** begin Data for this exercise **
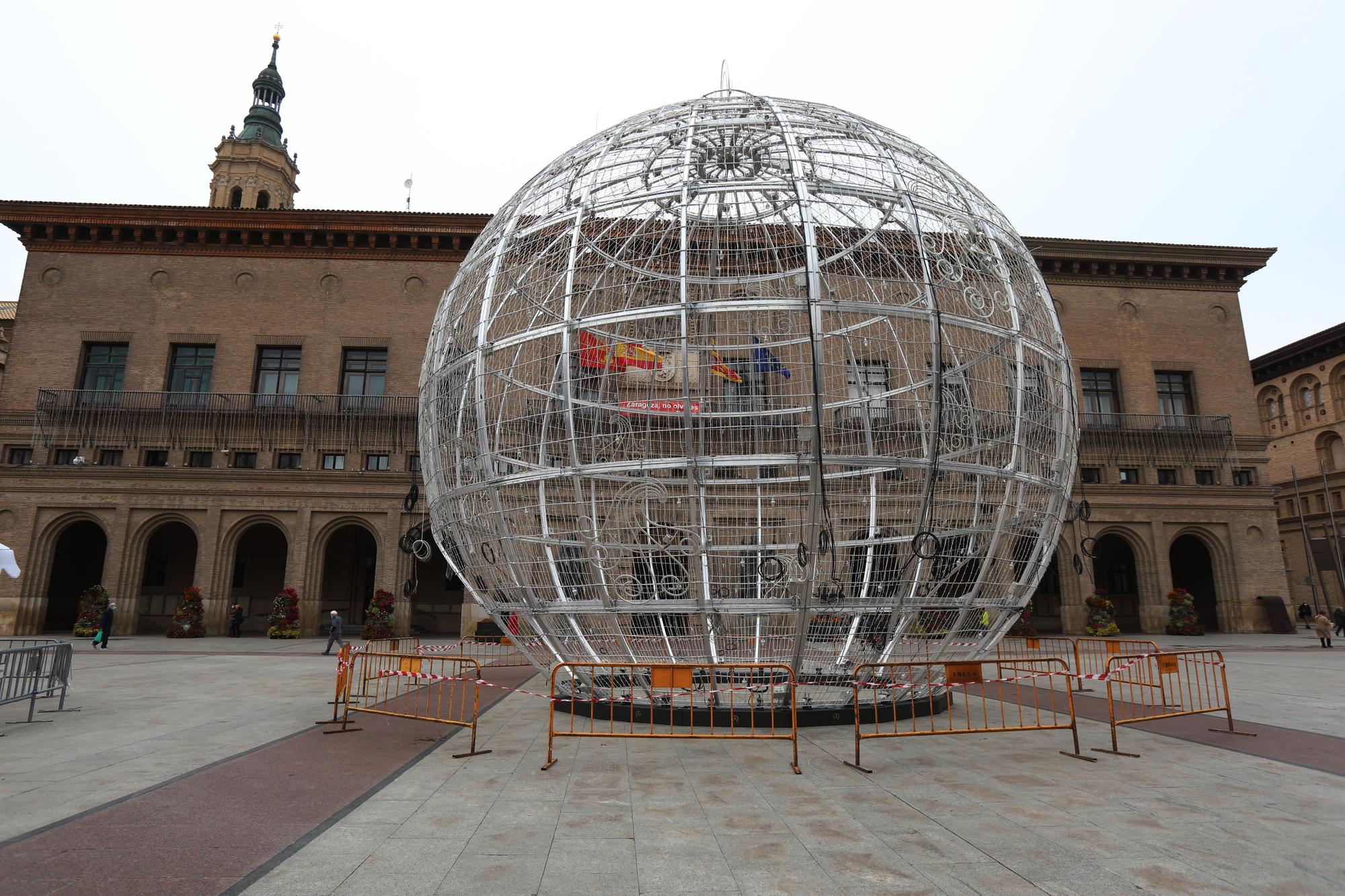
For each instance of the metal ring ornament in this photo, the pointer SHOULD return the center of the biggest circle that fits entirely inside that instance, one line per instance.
(926, 545)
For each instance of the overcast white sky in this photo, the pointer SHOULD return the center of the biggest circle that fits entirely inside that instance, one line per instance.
(1207, 123)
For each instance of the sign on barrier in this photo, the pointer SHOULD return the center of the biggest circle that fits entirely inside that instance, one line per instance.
(1182, 682)
(1039, 647)
(734, 701)
(439, 689)
(905, 698)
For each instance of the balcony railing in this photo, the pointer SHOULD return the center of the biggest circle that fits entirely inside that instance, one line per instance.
(1156, 440)
(76, 419)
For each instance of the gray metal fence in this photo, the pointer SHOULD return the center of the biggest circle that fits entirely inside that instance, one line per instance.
(33, 669)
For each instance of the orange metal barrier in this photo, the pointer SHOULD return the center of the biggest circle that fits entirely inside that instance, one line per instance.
(439, 689)
(1191, 682)
(344, 666)
(911, 692)
(746, 693)
(1094, 654)
(1040, 647)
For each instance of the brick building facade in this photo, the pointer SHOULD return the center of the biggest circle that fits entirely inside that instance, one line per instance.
(224, 396)
(1301, 399)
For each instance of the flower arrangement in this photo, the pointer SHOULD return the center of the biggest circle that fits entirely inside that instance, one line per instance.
(189, 620)
(1102, 615)
(284, 615)
(1182, 614)
(93, 600)
(1023, 626)
(379, 618)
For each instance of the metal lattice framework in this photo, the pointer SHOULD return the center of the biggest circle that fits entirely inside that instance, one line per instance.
(757, 380)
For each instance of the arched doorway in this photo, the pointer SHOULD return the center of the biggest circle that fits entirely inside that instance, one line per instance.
(170, 565)
(1116, 569)
(259, 572)
(438, 603)
(1194, 569)
(76, 564)
(349, 565)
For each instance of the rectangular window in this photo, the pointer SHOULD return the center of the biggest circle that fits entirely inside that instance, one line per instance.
(189, 374)
(867, 384)
(104, 366)
(1175, 393)
(364, 372)
(278, 374)
(1102, 397)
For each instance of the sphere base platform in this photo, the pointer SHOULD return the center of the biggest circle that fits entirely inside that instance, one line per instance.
(724, 716)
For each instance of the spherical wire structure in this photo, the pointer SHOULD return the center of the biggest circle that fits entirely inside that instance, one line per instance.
(748, 380)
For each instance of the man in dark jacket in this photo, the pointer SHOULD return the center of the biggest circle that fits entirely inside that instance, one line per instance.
(106, 624)
(336, 634)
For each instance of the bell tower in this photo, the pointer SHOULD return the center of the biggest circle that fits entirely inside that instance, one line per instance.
** end Data for this exercise **
## [Exercise details]
Swap "photo" for "image" in the lines from the start of the records through the line containing "(1207, 123)". Return those lines with nothing else altered and leave the pictures out.

## [Reply to the exercise]
For each instance of the metal ring ornament in this image, the pointer SHOULD return the center of the biggest circle that fits entirely inside that instance, one line per instance.
(926, 545)
For each instance of the overcast white sky in this image, the pointer SHOULD return the center of the biggest circle that fits entirely inside that instance, one line per instance.
(1207, 123)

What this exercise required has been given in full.